Vorliegender Text.
%%

Tauziehen um EU-Verordnung gegen Entwaldung

ISSOUF SANOGO/AFP via Getty Images
Virginijus Sinkevičius, bis Juli EU-Kommissar für Umwelt, besucht im April dieses Jahres die Côte d'Ivoire und informiert sich auf einer Plantage über den Kakaoanbau. Gefährdet die EU-Verordnung über entwaldungsfreie Lieferketten kleine landwirtschaftliche Betriebe wie diesen?
Brüssel
Die Kritik an der EU-Verordnung zu entwaldungsfreien Lieferketten wächst; Regierungen sowie Industrieverbände fordern eine Verschiebung. Umweltorganisationen und die EU-Kommission weisen das zurück.

%%

Gezeigtes Material.
%%

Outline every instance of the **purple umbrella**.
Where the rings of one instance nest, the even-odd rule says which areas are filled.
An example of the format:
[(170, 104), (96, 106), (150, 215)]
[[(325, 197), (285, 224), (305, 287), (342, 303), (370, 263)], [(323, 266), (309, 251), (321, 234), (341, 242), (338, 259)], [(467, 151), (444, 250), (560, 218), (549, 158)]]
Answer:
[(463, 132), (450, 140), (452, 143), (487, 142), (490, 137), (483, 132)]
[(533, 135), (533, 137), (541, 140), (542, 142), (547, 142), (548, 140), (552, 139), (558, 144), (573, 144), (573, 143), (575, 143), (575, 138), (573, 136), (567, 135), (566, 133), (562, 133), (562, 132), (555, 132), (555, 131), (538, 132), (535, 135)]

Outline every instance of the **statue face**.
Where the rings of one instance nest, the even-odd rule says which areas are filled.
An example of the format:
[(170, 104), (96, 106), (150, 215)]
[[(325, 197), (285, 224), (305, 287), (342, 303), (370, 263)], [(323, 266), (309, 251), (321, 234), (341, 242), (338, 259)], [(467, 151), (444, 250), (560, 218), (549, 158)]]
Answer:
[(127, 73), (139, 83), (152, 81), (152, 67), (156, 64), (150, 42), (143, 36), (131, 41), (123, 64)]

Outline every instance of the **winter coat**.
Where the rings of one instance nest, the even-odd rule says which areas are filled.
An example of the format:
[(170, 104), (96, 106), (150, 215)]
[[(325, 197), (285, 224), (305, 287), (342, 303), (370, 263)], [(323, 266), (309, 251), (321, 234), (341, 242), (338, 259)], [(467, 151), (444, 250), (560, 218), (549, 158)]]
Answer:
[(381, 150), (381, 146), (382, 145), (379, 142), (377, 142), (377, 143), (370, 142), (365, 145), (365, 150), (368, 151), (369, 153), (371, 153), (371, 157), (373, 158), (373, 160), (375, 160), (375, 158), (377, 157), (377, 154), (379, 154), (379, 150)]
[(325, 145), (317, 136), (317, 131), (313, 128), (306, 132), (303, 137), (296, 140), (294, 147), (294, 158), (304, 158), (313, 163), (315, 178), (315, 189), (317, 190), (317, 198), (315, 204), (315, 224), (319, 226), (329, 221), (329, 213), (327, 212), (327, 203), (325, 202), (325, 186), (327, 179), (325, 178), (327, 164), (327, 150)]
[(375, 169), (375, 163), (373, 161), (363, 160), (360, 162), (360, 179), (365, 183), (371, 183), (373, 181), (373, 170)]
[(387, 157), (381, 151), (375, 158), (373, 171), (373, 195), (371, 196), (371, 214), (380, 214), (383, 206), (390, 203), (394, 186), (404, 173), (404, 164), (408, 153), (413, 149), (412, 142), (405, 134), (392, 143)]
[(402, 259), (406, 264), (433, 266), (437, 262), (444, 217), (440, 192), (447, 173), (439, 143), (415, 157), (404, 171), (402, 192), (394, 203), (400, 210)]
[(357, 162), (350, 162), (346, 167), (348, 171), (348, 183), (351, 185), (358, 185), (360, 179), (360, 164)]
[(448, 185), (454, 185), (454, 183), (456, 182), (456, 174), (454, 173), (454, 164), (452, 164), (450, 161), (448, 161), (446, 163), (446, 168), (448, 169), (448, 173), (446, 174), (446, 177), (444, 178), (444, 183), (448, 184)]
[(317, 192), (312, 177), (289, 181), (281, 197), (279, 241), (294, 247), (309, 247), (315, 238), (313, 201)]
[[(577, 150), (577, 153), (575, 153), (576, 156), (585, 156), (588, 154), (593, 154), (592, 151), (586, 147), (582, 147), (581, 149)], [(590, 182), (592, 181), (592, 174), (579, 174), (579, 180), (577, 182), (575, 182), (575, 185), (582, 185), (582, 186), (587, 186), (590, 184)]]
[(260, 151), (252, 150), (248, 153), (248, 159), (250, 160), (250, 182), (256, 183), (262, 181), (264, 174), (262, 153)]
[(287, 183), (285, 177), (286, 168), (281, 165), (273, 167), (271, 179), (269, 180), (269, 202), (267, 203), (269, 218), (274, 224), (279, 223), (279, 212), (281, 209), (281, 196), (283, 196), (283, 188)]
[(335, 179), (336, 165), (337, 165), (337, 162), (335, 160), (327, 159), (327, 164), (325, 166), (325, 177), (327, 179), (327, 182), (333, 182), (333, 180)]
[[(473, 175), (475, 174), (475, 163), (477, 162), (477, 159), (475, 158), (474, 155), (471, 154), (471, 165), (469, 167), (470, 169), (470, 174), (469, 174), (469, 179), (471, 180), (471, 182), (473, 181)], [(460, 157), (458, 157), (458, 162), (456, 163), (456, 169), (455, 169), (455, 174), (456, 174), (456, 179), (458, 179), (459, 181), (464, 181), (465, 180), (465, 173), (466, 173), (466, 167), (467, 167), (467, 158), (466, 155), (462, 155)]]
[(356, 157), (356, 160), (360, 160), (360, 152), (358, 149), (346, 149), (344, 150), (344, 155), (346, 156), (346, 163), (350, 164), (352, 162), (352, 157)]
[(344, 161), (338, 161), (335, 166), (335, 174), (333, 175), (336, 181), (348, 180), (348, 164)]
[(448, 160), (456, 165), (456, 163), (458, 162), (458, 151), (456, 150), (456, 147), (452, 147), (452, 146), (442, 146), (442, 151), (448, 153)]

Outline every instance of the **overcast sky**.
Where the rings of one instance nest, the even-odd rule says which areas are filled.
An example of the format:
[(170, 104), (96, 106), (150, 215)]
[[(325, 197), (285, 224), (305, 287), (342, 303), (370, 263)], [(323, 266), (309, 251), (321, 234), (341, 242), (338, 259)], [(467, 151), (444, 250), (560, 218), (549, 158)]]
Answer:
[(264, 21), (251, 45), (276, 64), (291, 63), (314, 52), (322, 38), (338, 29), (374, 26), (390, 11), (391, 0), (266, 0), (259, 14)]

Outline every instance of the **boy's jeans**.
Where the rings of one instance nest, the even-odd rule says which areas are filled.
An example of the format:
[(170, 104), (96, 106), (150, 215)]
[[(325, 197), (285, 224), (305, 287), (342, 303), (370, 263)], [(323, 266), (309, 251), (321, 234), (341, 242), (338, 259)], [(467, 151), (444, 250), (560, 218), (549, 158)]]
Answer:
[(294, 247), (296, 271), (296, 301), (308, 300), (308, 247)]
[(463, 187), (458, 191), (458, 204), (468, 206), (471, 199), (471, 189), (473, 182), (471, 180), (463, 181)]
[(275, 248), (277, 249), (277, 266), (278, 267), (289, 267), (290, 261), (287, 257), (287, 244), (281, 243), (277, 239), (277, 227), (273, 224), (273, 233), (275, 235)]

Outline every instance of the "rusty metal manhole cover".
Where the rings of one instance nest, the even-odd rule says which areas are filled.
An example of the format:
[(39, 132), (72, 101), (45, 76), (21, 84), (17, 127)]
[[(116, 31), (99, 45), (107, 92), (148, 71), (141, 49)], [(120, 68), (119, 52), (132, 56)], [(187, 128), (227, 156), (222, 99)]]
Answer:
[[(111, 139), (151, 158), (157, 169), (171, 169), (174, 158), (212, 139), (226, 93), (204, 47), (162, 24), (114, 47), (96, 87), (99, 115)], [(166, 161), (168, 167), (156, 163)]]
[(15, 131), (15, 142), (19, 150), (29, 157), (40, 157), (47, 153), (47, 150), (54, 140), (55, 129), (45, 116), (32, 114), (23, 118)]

%%

Aufgabe 1. Was fordern Regierungen sowie Industrieverbände laut dem Text zur EU-Verordnung gegen Entwaldung?
Aufgabe 2. Zitieren Sie aus dem Text zur EU-Verordnung gegen Entwaldung wörtlich die Stelle von "ISSOUF SANOGO/AFP via" bis "Betriebe wie diesen?".
Die Einträge sind hierfür ohne Belang.

Ausgearbeitete Lösung 1. Sie fordern eine Verschiebung.

Ausgearbeitete Lösung 2.
ISSOUF SANOGO/AFP via Getty Images
Virginijus Sinkevičius, bis Juli EU-Kommissar für Umwelt, besucht im April dieses Jahres die Côte d'Ivoire und informiert sich auf einer Plantage über den Kakaoanbau. Gefährdet die EU-Verordnung über entwaldungsfreie Lieferketten kleine landwirtschaftliche Betriebe wie diesen?